Activity:
Each line of the data that includes the string "wing" is to be copied out.

Source records:
::::
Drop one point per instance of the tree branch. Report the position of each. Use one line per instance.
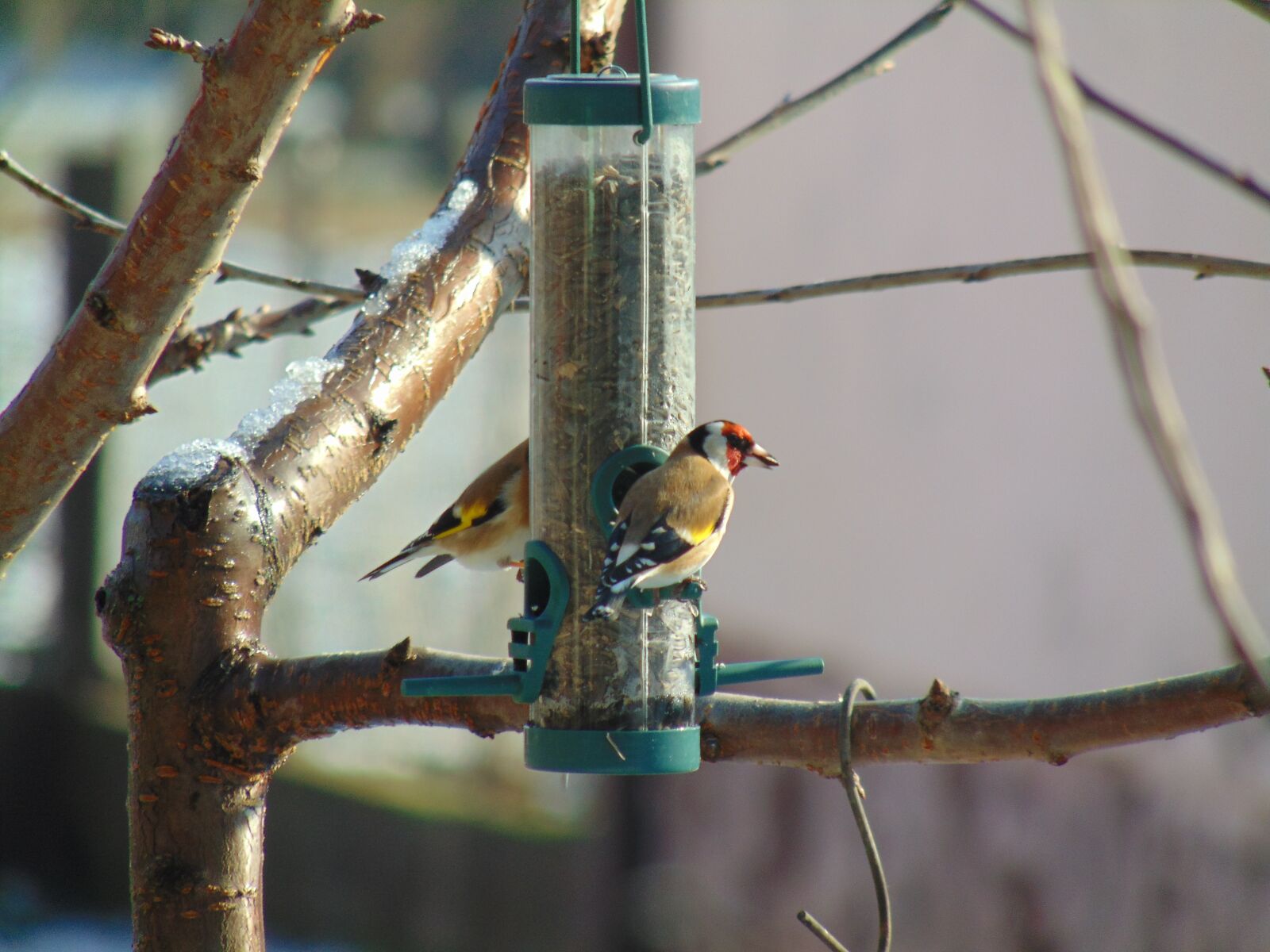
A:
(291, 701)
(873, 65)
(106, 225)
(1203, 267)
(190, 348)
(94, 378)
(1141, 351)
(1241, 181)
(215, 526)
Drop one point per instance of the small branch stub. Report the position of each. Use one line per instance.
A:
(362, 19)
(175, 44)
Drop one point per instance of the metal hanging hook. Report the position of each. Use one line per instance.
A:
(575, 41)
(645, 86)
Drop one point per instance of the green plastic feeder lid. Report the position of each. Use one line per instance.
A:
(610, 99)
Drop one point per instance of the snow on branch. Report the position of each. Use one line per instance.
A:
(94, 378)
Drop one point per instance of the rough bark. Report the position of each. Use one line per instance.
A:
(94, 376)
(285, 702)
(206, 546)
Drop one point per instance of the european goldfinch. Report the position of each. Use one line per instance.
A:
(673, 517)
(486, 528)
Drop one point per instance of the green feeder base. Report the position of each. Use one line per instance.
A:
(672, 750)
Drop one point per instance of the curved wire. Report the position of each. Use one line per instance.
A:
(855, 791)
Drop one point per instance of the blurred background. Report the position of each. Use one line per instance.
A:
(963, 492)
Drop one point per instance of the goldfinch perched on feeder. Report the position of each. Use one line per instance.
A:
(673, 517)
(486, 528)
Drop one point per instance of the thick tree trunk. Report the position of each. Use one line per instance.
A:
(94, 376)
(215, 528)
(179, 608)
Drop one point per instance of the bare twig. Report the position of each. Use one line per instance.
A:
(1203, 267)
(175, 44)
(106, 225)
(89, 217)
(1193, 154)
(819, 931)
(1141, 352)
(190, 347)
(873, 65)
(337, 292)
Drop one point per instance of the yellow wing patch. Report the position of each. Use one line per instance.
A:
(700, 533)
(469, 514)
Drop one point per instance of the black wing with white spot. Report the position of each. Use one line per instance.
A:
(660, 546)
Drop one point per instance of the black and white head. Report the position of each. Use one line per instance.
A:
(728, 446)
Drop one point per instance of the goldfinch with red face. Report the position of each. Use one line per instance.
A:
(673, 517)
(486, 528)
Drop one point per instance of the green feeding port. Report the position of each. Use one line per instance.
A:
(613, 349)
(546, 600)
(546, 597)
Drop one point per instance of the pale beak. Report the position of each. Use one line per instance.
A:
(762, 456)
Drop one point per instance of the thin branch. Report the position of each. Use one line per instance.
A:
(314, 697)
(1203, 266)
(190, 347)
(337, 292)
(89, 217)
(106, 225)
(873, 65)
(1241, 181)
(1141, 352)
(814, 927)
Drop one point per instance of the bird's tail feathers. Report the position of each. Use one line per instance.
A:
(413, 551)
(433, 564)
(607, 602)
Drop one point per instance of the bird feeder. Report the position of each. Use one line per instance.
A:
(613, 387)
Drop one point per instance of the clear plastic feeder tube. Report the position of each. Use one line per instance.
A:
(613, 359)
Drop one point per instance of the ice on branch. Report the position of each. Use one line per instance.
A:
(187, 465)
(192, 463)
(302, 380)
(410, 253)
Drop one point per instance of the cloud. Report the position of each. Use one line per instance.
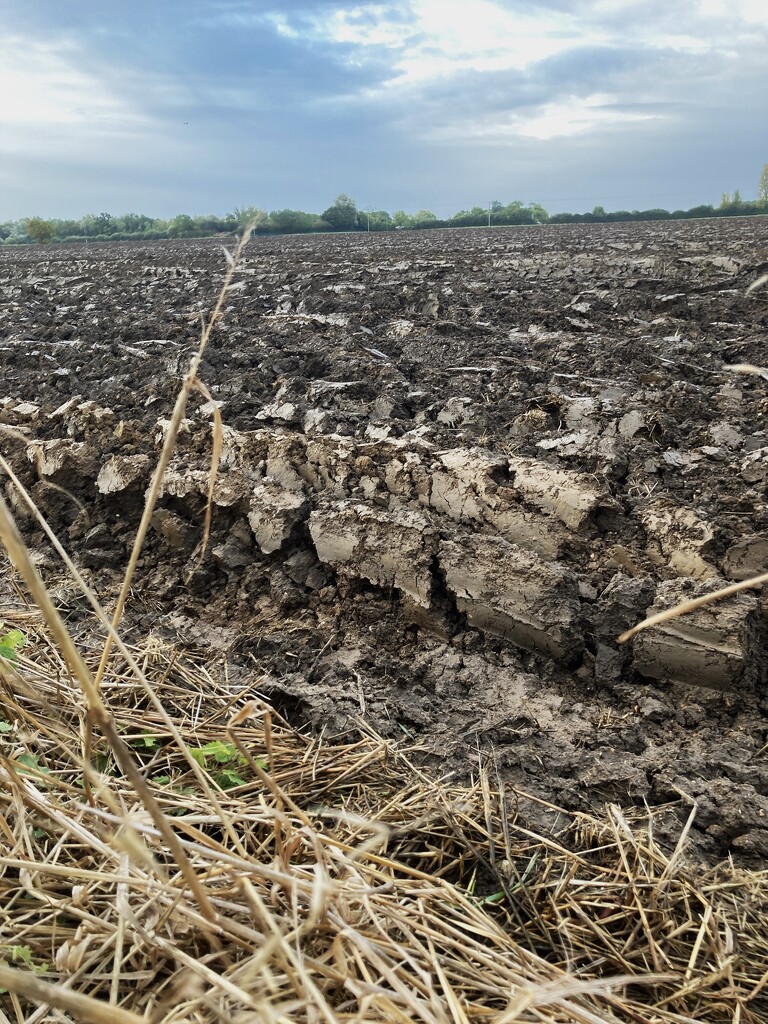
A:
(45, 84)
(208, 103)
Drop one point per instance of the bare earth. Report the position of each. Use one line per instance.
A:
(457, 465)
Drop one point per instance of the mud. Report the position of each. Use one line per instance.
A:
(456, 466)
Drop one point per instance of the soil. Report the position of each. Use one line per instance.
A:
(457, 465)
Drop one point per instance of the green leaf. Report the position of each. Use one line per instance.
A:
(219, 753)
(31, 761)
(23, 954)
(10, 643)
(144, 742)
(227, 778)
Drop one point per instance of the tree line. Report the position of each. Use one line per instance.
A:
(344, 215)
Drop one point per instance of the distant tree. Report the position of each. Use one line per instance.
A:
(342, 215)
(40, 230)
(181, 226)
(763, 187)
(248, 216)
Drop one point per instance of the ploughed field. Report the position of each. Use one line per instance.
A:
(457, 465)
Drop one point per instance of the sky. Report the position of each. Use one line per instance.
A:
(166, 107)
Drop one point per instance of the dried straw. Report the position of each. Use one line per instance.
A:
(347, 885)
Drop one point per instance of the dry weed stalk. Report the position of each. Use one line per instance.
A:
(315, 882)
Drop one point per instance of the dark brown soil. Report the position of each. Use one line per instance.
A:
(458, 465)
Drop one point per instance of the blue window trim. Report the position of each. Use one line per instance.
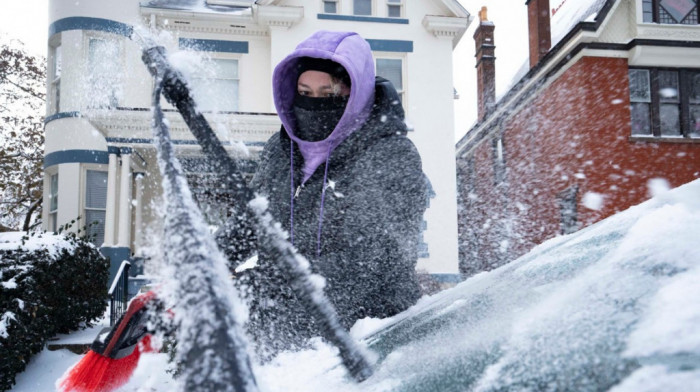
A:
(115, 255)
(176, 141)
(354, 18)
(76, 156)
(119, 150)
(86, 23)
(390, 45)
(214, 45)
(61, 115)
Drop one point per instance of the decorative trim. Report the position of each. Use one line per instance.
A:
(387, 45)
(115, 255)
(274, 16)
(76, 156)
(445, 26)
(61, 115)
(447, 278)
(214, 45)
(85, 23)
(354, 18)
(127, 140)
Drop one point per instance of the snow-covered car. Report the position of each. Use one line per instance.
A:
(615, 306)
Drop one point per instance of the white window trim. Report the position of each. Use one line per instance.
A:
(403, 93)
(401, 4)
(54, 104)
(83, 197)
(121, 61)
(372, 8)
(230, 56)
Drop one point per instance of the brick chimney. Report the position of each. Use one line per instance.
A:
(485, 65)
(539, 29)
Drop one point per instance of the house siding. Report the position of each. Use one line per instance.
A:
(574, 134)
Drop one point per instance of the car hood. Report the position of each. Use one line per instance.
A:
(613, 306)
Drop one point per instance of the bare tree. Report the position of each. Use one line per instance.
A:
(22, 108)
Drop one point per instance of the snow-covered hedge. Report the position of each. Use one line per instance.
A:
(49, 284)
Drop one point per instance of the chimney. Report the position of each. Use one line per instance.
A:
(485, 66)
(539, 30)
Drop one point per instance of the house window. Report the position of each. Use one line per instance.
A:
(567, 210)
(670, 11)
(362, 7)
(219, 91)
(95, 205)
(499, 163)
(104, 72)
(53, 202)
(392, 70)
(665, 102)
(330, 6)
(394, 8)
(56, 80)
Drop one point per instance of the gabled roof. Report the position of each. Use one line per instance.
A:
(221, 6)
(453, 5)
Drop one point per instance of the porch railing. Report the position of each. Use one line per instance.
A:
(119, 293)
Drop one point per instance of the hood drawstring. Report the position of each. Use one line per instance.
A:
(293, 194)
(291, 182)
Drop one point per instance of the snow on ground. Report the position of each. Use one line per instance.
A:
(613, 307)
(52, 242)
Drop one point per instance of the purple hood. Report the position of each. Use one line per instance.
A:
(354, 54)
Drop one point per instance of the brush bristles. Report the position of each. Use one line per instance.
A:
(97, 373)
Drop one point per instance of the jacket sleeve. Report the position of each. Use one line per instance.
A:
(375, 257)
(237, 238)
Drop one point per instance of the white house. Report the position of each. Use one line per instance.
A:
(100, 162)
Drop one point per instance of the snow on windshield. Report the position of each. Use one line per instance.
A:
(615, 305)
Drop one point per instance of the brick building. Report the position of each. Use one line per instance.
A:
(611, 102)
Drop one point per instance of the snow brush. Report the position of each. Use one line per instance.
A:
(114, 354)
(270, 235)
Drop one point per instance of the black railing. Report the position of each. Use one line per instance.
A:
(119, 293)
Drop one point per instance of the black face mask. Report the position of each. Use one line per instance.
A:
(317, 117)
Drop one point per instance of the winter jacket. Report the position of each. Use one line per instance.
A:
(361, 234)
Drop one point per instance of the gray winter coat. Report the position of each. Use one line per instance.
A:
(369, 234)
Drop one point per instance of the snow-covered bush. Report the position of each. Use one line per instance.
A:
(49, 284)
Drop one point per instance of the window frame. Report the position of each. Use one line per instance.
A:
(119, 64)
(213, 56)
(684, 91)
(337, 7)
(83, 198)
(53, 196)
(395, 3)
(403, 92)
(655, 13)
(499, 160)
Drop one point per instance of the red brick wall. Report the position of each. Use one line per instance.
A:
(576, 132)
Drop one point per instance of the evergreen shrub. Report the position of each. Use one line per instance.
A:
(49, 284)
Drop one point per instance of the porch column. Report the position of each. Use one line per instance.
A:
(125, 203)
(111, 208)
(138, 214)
::::
Answer box:
Drop one point per instance of the yellow wing patch. Report the position of each. Use one line per instance.
Drop one point per instance of the black wing with white spot. Report the position of each. Use one line per instance.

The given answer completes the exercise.